2010 batch IAS officer Narayan Konwar is the Education Secretary of Assam He almost became a school dropout in 9th standard and failed in 12th boards From trysts with the banned outfit ULFA to becoming an IAS officer, his journey will keep you riveted
Indian Masterminds Stories

About 15 km away from Assam’s magic heartland, Mayong, where till this day live people who come closest to the ‘sorcerers’ in Enid Blyton’s books, is a small village called Chamkata. Every year, floods leave the villagers broken, with their longings and belongings washed away in the waters of the river they look upon with devotion – Brahmaputra.

In this tragic setting of hardships grew a boy in physique and spirit, who searched for little delights in playing football with ULFA cadres and watching in awe as they rode by in Yamahas with their Ak-47s. Even when they spoke, he listened intently, their words often sparking a desire to be like them.

But, braving floods and economic hardships, as he grew into a strapping lad, his inclination took a sharp turn towards UPSC, and, today, he is a senior IAS officer. He is Mr. Narayan Konwar, Education Secretary of Assam.

In an exclusive conversation with Indian Masterminds, Mr. Konwar gave riveting details about his journey to IAS.

Narayan Konwar, IAS

SCHOOL DROPOUT

Mr. Konwar’s journey was fraught with hardship every step of the way. From losing his school teacher father at a young age to dropping out of school in the 9th standard because of not being able to pay the fees, his is a story of destiny refusing to let go of him from its chosen path.

Surviving only on his late father’s pension of around Rs. 1200, he learned to bear responsibility early on in life, from their small thatched hut, the roof of which allowed rainwater to dribble inside generously.

Mr. Konwar said, “My mother did not even know to sign. I was the eldest, with two brothers and a sister. After one particularly difficult flood-hit year, when we did not have the money to pay my school fees, I decided to drop out in Class 9. Later, my late father’s colleagues helped me out. Otherwise I would have been a school dropout.”

IAS officer Narayan Konwar with his family

12th FAIL

However, his studies again came to an abrupt halt when he failed in the 12th boards. “That year, the floodwater washed away everything. I could not attend classes as I had to rebuild our hut and worry about where from the next meal would come.”

CLEARED NET

Next year, he passed the board exam comfortably and enrolled in college in the nearby town, Morigaon, taking Political Science as major. By this time, his village had stabilised as a result of engaging in two cultivations, in summer as well as in winter – an idea introduced to the villagers by the ULFA cadres from their village. These boys also helped with the required equipment, introducing the villagers to diesel machines for cultivation. With enough rice grains for the family and food security in place, Mr. Konwar’s mother sent most of the pension money to him for his studies.

After graduating, he enrolled in Gauhati University for his MA. “I topped the university in Political Science. I then cleared NET and took up a college lecturer job.”

Inaugurating a government function

But, although his mind was on this job, his heart lay elsewhere. His growing up pains of seeing his family and villagers suffer troubled him, and flashes of memories disturbed him.

“I wanted to help people in villages like ours who do not have road connectivity, electricity, rainproof houses, and who are left flood-devastated year after year. And, I realised that UPSC is that platform.”

» SUPPLIED INFORMATION
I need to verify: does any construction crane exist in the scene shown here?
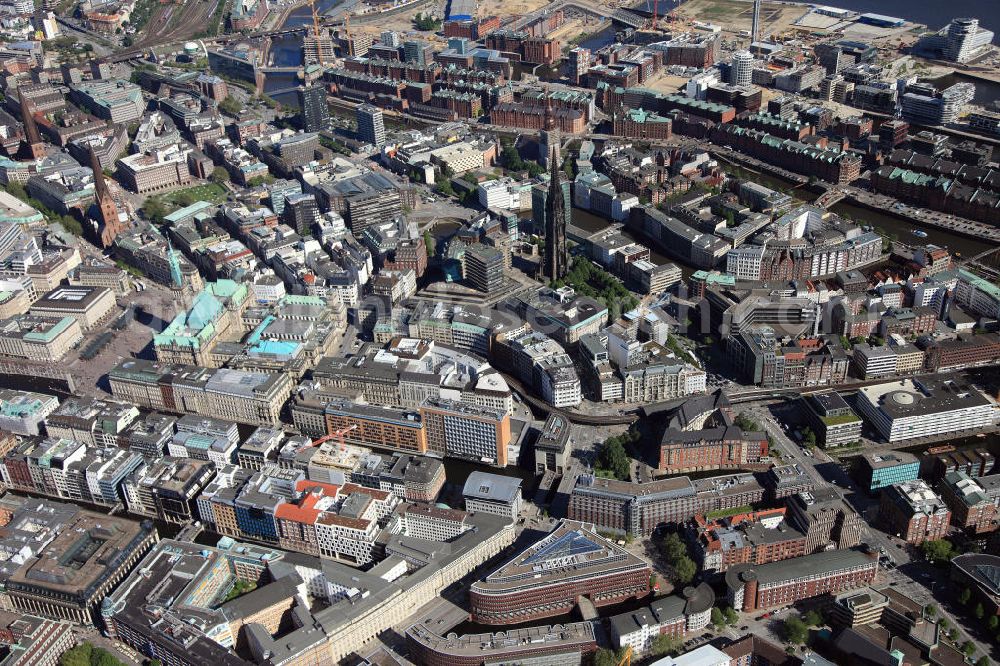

» AIM
Write out the passage of the Narayan Konwar article that begins with the words containing "Narayan Konwar, IAS" and ends with "dribble inside generously.", copying it word for word.

» COMPLETE RESPONSE
Narayan Konwar, IAS

SCHOOL DROPOUT

Mr. Konwar’s journey was fraught with hardship every step of the way. From losing his school teacher father at a young age to dropping out of school in the 9th standard because of not being able to pay the fees, his is a story of destiny refusing to let go of him from its chosen path.

Surviving only on his late father’s pension of around Rs. 1200, he learned to bear responsibility early on in life, from their small thatched hut, the roof of which allowed rainwater to dribble inside generously.